_The problem:_
Can you rename "background" to "backdrop" throughout the records below and write every line out again with nothing else altered?
□ □ □
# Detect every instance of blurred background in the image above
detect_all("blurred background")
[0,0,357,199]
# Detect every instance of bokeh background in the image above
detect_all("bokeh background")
□ □ □
_Completed task:_
# Detect every instance of blurred backdrop in the image above
detect_all("blurred backdrop")
[0,0,357,199]
# Detect every instance of bokeh backdrop in the image above
detect_all("bokeh backdrop")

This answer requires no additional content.